Exercise directions: Please transcribe the data below exactly. Leave the pictures out.

___ Material supplied

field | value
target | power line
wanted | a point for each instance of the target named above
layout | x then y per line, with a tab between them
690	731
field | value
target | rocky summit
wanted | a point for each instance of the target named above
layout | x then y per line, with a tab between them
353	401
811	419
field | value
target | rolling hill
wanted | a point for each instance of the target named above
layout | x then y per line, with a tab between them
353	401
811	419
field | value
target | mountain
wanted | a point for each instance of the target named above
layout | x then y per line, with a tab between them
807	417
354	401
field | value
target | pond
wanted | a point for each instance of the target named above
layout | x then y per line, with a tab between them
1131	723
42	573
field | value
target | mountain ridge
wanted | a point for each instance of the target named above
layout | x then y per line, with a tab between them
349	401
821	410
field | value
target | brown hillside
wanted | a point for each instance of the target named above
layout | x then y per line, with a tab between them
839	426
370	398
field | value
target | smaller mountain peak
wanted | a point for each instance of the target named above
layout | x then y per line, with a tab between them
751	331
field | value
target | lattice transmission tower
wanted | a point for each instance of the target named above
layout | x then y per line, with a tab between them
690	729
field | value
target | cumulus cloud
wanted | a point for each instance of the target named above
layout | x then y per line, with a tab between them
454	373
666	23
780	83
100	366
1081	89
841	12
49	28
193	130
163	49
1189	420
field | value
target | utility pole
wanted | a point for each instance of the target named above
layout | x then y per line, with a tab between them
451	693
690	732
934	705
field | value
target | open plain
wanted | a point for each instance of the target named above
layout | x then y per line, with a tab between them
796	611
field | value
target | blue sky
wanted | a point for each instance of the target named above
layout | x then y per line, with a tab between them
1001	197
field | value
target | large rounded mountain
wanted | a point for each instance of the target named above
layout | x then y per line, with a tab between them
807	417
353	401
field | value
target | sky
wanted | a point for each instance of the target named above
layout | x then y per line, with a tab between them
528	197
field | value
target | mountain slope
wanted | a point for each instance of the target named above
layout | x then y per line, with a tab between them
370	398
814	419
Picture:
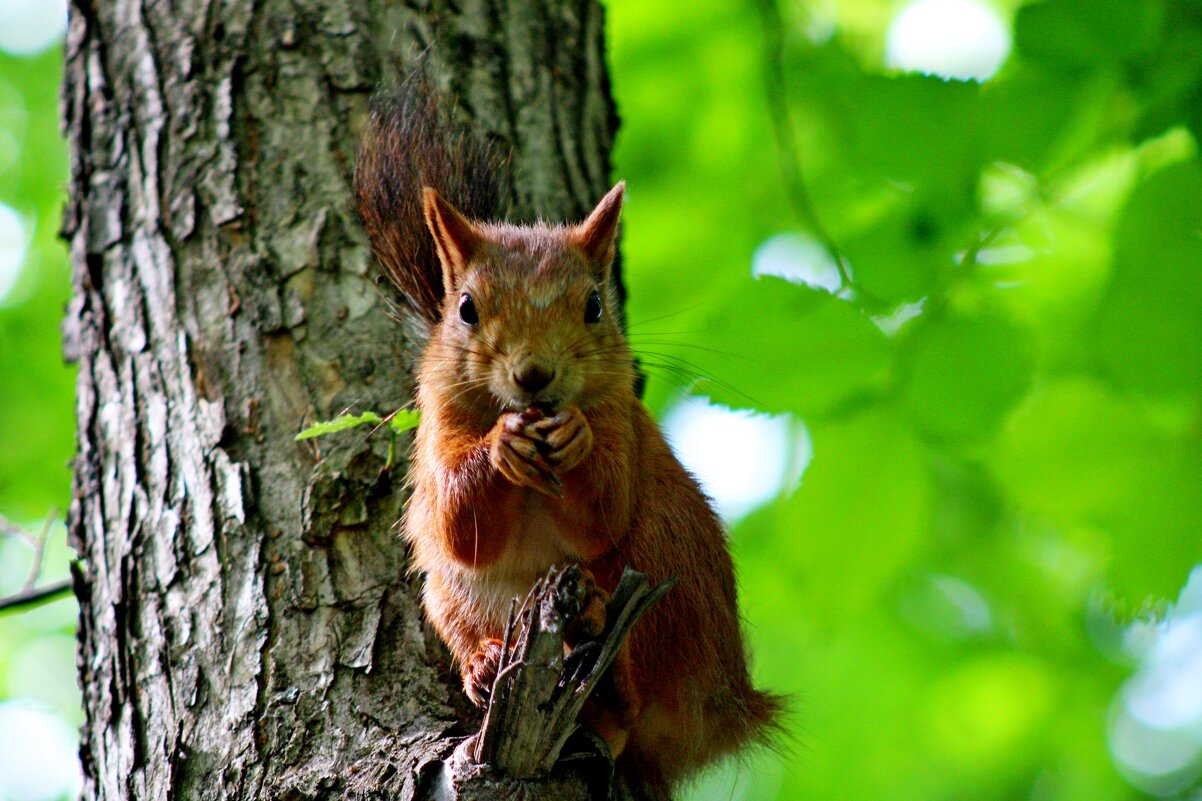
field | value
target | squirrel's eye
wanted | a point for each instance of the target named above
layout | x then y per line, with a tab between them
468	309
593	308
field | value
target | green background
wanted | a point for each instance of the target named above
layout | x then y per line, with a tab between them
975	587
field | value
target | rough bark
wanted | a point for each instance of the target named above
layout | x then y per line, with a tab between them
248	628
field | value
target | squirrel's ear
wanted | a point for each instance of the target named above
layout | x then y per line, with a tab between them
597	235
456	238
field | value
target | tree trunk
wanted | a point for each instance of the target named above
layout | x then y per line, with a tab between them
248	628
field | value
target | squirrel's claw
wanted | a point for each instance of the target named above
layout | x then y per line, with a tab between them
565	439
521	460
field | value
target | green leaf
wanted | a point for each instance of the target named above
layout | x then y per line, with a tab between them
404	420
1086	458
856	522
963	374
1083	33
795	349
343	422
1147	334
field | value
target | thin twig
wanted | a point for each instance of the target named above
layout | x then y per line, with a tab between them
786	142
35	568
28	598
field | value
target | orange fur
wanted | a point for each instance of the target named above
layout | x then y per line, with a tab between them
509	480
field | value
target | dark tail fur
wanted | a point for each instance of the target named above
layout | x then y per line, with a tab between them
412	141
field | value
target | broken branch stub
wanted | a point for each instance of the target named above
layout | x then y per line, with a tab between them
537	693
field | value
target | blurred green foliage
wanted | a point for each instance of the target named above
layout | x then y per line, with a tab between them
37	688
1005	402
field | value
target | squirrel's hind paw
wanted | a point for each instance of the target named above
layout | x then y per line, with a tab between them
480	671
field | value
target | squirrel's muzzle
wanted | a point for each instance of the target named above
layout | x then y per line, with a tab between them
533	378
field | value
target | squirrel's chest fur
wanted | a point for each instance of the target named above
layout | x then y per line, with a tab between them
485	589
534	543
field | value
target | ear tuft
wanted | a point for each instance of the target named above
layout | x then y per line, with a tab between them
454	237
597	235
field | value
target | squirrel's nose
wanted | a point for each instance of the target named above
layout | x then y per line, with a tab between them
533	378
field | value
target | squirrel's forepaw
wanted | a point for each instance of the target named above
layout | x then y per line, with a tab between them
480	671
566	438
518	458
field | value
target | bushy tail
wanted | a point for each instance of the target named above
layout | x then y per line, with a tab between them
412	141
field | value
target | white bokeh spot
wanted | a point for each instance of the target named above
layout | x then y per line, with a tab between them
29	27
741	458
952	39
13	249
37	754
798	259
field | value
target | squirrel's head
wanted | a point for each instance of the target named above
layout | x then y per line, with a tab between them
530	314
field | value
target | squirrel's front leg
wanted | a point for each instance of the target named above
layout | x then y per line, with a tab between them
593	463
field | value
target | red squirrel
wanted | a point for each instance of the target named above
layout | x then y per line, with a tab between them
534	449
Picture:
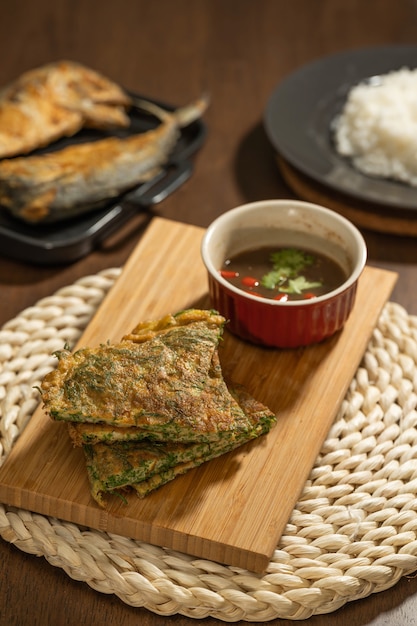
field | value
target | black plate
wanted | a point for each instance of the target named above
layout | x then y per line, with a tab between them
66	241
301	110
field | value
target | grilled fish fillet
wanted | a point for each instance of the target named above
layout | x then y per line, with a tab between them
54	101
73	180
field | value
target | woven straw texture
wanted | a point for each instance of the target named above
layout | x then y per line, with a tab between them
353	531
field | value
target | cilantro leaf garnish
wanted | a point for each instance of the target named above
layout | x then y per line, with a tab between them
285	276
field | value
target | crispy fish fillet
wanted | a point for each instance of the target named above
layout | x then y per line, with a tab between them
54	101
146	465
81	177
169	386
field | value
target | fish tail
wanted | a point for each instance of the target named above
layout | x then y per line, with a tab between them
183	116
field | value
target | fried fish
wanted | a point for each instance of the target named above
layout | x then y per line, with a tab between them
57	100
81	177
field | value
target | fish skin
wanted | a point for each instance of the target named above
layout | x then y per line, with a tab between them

______

Answer:
field | value
target | power line
wanted | a point for each instance of the target named above
layout | x then y per line, with a tab between them
690	731
field | value
target | rocky summit
wanted | a point for each instance of the target named above
layout | x then y per line, with a tab between them
353	401
811	419
field | value
target | rolling hill
wanted | a point for each instance of the target named above
layout | x then y per line, with a tab between them
353	401
811	419
field | value
target | mountain
wanted | a point for each instance of the target named above
layout | x then y per line, with a tab between them
807	417
354	401
field | value
target | pond
wanted | a point for each instance of the target named above
layout | x then y per line, with a tab between them
1131	723
42	573
field | value
target | mountain ridge
wanted | a point for each instance of the target named above
layout | x then y per line, with a tab between them
349	401
821	410
field | value
target | brown hillside
wanted | a point for each instance of the target named above
layout | x then y per line, with a tab between them
839	426
370	398
field | value
target | smaller mountain peak
wanted | a point for each instance of the target named above
layout | x then y per line, with a tab between them
751	331
field | value
target | lattice transmission tower
wanted | a point for each instance of the target named above
layout | x then y per line, with a tab between them
690	729
field | value
target | cumulus cloud
wanted | a point for each instance of the target named above
layout | x then y per line, with a tab between them
454	373
666	23
780	83
100	366
1081	89
841	12
49	28
193	130
163	49
1189	420
field | value
target | utility pole
wanted | a point for each instance of the target named above
layout | x then y per line, with a tab between them
451	693
690	732
934	705
field | value
target | open plain
wanted | a point for each instance of the target named above
layout | x then y per line, with a tab between them
796	611
field | value
target | blue sky
wanted | a point for each instance of the target named above
layout | x then y per line, with a tab between them
1001	197
field | value
target | large rounded mountain
wanted | a point for each instance of the target named above
layout | x then y per line, with a tab between them
807	417
353	401
field | value
target | sky
wanted | a point for each instance of the target named above
layout | x then y per line, with a tab between them
528	197
field | value
target | mountain slope
wanted | a point for each instance of the target named above
layout | x then y per line, with a tab between them
370	398
814	419
Picture:
field | value
target | squirrel's eye
wanted | a point for each instance of the target named above
layout | x then y per line, with a tab between them
468	309
593	308
field | value
target | green background
wanted | a point for each instance of the target named above
layout | x then y per line, with a tab between them
975	587
field | value
target | rough bark
wanted | a point for each instance of the target named above
layout | x then y per line, with a tab between them
248	628
field | value
target | squirrel's ear
wanted | a point for each instance of the target named above
layout | x then y per line, with a tab between them
597	235
456	238
field | value
target | tree trunk
wanted | a point for each instance of the target named above
layout | x then y per line, with a tab between them
248	628
field | value
target | squirrel's claw
wanted | a point for each instance of the target named above
layout | x then y per line, with a tab between them
565	439
521	460
field | value
target | green leaf
wanted | a point for each instance of the target named above
layout | x then y per line, with a tab between them
404	420
1086	458
856	522
963	374
1083	33
795	349
343	422
1147	334
field | value
target | thin twig
wanted | a point for each instance of the target named above
layout | x then y per line, with a tab between them
786	142
35	568
28	598
field | value
target | orange fur
wanted | a point for each instance of the target named above
layout | x then y per line, with a tab between them
509	480
field | value
target | dark tail fur
wanted | a point for each instance of the target named above
layout | x then y per line, with a tab between them
412	141
field | value
target | broken branch stub
wanted | a point for each instance of the target named above
layout | x then y per line, with a tab between them
537	693
field | value
target | blurred green foliage
wanted | a point for each instance of the target named above
layout | x then y per line, with a tab between them
37	688
1005	402
field | value
target | squirrel's hind paw
wanted | a point for each instance of the target named above
layout | x then y per line, with a tab between them
480	671
field | value
target | squirrel's muzzle
wanted | a point for each instance of the target named above
layout | x then y per line, with a tab between them
533	378
field | value
target | squirrel's chest fur
wanted | a point for each instance of the target named above
layout | x then y per line, with a tab between them
485	589
534	543
field | value
target | ear tuft
wanted | a point for each instance of the target named above
layout | x then y per line, with a tab between them
454	237
597	235
field | value
target | squirrel's nose
wanted | a point for each instance of the target named above
layout | x then y per line, with a tab between them
533	378
field | value
target | squirrel's forepaw
wanted | a point for each instance of the target named above
layout | x then y per line, with a tab between them
480	671
566	438
518	458
field | value
target | bushy tail
wanted | a point for each instance of the target named above
layout | x then y per line, with a tab between them
412	141
field | value
target | white bokeh spot
wanted | a point for each instance of the target named above
layout | x then y per line, with a tab between them
29	27
741	458
952	39
13	249
37	754
798	259
field | value
target | squirrel's head
wanted | a point for each instance of the target named above
layout | x then y per line, with a tab between them
530	314
field | value
target | squirrel's front leg
wanted | a point for each instance of the target named above
layout | x then y per line, with a tab between them
593	463
field | value
target | red squirrel
wanted | a point for each instance of the target named above
layout | x then y per line, with a tab between them
534	449
Picture:
field | value
target | black plate
wanted | a point for each instance of the target named above
layout | x then y per line, with a tab between them
66	241
301	110
field | value
target | grilled fish fillet
wanted | a point for each instance of the target named above
layout | x then y per line, with a tab between them
54	101
73	180
field | value
target | woven straw texture
wanted | a point for each instance of the target named above
layout | x then y per line, with a tab between them
353	531
field | value
target | cilantro leaf garnish
wanted | a point for each instance of the target named above
layout | x then y per line, with a tab between them
285	276
field | value
target | crispy fish fillet
wanted | a point for each instance of the target named above
layout | x then y per line, with a tab between them
54	101
146	465
81	177
169	386
field | value
target | fish tail
wanted | a point for each instance of the target named above
layout | x then y per line, with a tab between them
183	116
field | value
target | fried fish
wanted | a point for each instance of the target named above
layout | x then y per line, with a tab between them
57	100
81	177
field | value
target | fish skin
wanted | a point for each instance of the target named above
layout | x then y per line, with a tab between them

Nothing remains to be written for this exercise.